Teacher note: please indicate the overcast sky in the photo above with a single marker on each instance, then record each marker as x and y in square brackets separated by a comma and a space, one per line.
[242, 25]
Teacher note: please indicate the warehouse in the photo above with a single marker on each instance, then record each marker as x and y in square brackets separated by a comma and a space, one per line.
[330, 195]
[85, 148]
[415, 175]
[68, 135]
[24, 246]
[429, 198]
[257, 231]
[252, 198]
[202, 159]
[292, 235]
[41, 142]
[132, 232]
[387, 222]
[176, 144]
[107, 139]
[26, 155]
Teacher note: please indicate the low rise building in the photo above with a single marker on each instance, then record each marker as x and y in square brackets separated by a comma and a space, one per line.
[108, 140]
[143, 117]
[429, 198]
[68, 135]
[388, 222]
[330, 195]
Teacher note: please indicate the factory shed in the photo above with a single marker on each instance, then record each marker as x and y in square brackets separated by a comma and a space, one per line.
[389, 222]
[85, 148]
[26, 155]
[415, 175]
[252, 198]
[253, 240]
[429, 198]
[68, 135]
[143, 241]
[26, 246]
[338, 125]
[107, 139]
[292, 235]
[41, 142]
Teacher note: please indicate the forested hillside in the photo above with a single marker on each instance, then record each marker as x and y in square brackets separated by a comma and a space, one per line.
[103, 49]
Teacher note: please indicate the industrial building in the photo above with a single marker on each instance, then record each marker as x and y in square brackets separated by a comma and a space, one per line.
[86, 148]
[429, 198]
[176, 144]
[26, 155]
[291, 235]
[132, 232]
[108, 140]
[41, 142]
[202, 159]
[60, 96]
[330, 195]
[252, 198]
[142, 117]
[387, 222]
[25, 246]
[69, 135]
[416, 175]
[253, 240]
────────
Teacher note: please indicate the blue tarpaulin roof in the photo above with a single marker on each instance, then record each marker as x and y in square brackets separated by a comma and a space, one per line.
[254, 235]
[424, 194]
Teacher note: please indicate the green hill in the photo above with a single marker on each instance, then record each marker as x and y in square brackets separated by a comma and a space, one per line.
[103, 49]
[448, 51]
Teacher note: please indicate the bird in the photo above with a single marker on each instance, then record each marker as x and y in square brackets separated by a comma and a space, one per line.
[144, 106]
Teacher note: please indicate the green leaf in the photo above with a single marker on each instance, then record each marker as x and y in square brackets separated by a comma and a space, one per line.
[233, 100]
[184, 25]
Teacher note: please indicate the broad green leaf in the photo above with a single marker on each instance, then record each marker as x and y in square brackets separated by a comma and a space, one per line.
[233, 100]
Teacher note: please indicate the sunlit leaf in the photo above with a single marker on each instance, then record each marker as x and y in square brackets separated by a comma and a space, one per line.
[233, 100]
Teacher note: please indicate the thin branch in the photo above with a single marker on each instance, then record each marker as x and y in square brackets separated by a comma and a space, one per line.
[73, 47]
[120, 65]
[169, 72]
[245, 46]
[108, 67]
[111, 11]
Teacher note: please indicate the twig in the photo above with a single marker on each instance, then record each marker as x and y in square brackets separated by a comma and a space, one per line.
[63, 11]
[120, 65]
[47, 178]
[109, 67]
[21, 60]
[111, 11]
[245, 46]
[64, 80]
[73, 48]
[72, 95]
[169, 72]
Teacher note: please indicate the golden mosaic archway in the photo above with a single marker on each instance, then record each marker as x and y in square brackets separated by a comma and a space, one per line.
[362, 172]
────────
Locate every line in the material above that contains the word "leaf" and copy each of those lines in full.

Teacher note: please indicate the green leaf in the photo above with a single marker on each instance, then record each marker as x and y in square brackets separated by a comma and a space, one per line.
Teacher note: please indicate the broad green leaf in the photo above with a single marker on each instance, then record each marker as x and y in square brackets separated by a comma and a space, one per line.
Teacher note: please indicate the sunlit leaf in the photo above with a single marker on each instance, then record each marker as x and y in square brackets separated by a comma and a space, one per line.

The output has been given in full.